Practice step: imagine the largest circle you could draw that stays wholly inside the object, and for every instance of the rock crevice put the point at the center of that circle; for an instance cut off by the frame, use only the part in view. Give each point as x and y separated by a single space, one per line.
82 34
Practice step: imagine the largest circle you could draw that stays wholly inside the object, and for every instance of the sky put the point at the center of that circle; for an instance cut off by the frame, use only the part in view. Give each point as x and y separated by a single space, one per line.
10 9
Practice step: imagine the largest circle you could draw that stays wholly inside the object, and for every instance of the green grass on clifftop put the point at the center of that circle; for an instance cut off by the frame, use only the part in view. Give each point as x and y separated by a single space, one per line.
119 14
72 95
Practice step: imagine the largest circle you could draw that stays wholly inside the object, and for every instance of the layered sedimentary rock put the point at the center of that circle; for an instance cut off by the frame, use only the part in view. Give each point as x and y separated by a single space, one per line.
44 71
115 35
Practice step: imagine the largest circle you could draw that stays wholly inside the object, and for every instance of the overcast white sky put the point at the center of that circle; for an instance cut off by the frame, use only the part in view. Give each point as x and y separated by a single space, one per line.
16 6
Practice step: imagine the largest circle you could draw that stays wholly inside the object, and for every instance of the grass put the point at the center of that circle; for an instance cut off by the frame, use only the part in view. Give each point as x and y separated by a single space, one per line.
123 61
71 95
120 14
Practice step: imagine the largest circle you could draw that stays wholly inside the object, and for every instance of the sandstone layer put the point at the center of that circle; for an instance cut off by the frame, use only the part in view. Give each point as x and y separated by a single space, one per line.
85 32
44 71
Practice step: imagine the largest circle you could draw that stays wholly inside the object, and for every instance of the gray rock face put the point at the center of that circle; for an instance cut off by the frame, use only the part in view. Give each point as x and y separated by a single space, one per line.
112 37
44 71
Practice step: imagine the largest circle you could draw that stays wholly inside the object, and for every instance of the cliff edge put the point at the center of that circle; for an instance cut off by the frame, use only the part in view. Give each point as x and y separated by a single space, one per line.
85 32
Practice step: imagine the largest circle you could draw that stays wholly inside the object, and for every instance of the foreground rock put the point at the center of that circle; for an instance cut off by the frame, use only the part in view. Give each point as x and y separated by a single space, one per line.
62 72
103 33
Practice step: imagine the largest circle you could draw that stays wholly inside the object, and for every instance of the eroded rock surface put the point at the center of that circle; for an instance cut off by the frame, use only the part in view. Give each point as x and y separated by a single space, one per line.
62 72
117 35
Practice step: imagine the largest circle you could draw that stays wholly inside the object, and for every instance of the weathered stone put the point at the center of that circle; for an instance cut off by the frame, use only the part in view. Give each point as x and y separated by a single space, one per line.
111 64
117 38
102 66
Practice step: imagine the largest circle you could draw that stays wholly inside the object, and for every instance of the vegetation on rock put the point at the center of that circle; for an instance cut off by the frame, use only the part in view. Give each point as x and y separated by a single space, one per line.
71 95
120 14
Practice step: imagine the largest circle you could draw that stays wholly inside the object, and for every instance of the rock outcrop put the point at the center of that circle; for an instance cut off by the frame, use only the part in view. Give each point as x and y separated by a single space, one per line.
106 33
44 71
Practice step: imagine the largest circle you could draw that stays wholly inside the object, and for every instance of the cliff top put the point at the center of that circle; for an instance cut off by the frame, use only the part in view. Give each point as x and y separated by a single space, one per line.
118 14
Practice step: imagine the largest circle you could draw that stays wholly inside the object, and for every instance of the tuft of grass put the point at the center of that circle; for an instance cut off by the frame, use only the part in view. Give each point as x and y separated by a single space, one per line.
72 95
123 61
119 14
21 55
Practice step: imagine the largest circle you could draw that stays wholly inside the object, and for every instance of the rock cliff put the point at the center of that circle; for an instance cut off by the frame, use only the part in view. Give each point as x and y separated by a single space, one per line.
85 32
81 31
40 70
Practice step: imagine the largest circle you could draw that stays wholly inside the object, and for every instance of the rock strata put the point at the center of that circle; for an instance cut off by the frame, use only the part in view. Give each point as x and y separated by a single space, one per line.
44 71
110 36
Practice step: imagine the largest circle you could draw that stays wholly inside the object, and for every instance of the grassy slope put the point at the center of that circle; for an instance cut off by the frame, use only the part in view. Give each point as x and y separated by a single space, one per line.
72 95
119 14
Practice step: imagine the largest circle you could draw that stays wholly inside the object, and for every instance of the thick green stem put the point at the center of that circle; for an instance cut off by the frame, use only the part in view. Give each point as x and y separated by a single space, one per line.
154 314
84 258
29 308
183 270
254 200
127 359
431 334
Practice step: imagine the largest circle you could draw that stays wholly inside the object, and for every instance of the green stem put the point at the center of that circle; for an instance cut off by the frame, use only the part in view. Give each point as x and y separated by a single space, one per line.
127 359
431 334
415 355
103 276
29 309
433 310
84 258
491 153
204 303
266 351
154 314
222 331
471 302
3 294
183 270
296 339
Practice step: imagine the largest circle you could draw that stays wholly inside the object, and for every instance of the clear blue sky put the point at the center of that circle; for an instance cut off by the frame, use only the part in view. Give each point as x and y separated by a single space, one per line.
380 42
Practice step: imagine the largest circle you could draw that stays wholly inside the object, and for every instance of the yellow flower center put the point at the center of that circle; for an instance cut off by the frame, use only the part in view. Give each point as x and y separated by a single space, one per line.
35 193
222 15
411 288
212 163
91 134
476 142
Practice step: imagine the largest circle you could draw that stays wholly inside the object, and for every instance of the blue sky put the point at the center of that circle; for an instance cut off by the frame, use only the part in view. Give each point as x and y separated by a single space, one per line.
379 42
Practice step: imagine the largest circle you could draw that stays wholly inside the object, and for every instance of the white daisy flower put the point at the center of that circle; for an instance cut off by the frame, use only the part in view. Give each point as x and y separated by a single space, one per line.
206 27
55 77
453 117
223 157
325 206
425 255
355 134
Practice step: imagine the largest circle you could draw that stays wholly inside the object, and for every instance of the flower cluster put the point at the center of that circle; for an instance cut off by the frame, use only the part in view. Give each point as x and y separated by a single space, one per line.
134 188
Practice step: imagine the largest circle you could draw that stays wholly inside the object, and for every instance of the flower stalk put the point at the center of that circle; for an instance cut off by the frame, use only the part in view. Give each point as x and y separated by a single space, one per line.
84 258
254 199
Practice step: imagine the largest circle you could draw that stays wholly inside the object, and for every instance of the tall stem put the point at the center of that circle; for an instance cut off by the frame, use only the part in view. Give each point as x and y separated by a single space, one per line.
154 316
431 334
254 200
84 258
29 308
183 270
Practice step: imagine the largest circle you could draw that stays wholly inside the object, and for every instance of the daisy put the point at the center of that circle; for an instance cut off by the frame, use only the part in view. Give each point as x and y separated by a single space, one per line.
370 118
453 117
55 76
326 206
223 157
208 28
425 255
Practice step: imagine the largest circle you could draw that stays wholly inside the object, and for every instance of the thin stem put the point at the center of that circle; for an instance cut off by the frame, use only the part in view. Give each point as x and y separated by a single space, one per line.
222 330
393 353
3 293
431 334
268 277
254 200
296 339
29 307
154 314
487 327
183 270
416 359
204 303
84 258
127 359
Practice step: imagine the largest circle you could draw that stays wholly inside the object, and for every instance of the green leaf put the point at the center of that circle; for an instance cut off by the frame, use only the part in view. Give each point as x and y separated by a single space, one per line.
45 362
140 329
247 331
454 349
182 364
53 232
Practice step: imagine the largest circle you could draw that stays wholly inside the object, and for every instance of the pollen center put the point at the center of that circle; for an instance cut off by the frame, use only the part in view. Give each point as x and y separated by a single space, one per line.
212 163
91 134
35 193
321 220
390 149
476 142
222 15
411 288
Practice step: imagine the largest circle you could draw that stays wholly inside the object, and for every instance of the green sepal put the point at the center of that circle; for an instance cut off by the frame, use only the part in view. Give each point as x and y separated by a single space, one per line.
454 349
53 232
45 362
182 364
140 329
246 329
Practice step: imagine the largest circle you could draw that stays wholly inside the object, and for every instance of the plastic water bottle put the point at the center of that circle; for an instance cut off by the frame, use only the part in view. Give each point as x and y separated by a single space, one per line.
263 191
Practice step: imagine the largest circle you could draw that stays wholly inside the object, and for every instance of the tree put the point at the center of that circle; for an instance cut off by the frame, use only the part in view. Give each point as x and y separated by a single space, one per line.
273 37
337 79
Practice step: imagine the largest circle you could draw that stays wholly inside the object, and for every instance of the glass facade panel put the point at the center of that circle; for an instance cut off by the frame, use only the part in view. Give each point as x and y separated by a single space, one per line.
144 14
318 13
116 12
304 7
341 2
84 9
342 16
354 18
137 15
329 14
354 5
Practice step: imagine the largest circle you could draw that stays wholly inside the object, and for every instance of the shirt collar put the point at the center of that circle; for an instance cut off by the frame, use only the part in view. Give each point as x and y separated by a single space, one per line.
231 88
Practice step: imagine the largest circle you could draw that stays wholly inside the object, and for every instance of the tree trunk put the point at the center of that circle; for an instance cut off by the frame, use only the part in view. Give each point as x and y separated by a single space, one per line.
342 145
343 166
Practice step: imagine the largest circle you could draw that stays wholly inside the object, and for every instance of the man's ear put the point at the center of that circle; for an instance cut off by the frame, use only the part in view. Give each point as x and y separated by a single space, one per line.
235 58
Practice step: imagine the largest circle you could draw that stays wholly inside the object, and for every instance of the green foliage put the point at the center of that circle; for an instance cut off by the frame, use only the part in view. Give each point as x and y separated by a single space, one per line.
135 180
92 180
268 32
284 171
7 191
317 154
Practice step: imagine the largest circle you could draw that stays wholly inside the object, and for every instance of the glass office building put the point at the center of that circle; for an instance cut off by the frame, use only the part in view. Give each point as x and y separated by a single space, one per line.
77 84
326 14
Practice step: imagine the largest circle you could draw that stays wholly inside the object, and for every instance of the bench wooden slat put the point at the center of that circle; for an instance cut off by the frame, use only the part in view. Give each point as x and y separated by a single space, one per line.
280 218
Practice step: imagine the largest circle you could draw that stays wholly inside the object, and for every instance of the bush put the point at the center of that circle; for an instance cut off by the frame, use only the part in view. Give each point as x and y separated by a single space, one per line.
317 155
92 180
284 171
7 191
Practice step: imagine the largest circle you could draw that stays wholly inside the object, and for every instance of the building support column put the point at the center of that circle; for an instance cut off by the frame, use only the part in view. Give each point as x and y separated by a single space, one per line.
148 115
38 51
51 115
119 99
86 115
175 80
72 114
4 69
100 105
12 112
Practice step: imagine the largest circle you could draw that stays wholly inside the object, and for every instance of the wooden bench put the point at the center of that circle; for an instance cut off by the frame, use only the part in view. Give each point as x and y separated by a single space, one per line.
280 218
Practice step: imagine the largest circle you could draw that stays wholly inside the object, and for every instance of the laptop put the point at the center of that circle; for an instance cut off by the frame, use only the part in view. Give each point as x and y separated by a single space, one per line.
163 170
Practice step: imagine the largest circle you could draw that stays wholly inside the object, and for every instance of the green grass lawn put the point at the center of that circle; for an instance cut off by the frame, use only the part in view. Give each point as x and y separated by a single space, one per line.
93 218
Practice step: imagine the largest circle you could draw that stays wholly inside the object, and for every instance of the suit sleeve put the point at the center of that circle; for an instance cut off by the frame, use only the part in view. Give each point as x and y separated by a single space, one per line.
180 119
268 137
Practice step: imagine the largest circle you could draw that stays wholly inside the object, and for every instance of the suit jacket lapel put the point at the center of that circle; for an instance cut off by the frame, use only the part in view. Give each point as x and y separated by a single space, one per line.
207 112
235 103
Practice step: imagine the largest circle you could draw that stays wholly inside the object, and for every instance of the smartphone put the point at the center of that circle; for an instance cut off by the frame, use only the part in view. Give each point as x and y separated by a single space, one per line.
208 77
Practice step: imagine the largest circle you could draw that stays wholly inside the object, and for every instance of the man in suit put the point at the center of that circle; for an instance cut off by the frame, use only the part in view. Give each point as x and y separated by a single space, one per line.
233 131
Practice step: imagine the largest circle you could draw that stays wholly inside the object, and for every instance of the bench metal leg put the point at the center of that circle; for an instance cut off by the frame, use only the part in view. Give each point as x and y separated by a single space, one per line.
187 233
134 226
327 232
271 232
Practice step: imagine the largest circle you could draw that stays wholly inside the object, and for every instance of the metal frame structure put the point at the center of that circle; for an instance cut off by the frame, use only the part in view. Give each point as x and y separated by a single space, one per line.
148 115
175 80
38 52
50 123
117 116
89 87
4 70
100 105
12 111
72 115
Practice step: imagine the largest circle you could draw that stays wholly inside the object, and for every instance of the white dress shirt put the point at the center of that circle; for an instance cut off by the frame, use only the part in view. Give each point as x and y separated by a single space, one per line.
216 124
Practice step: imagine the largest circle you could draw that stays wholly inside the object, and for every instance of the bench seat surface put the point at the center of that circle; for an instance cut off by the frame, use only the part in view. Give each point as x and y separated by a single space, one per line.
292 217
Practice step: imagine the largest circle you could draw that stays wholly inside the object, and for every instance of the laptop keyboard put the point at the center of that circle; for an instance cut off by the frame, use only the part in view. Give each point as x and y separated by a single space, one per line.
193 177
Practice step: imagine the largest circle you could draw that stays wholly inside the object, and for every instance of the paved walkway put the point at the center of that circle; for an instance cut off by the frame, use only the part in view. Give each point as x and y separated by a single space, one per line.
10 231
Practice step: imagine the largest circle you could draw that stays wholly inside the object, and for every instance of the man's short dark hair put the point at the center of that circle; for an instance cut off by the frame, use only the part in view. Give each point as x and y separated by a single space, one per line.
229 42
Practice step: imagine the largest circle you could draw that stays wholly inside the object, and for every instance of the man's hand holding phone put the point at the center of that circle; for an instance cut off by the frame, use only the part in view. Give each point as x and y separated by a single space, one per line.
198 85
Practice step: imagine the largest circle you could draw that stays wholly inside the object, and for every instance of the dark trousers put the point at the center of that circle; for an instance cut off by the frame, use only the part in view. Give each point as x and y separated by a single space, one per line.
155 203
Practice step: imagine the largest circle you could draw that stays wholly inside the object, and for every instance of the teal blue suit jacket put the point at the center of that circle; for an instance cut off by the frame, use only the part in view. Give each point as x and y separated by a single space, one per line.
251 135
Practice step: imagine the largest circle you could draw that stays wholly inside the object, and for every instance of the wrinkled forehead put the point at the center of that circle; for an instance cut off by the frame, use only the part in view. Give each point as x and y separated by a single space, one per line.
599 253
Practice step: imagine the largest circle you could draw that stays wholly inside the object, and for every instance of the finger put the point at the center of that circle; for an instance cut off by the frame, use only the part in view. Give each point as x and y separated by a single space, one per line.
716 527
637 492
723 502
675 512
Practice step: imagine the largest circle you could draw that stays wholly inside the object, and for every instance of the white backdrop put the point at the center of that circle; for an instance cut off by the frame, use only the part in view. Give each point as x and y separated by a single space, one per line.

------

● TASK DESCRIPTION: Only the lines from the one containing "of the finger" to the end of the records should be repeated, exactly as they appear.

● WRITTEN ANSWER:
Practice step: imagine the largest circle you could draw that stays wholly inside the object, and for every instance of the finger put the point at the center of that circle; for an instance cut off by the frame, use only the part in view. Give each point as x and y separated by a single space, one per line.
716 527
637 492
723 502
675 512
Practice step: imagine the largest circle you could draw that stays wholly inside the object, and for every instance of the white backdrop put the point at the center of that circle; for an instance cut off by the frame, use only the part in view. Give each point as x and y separated by a single space, one per line.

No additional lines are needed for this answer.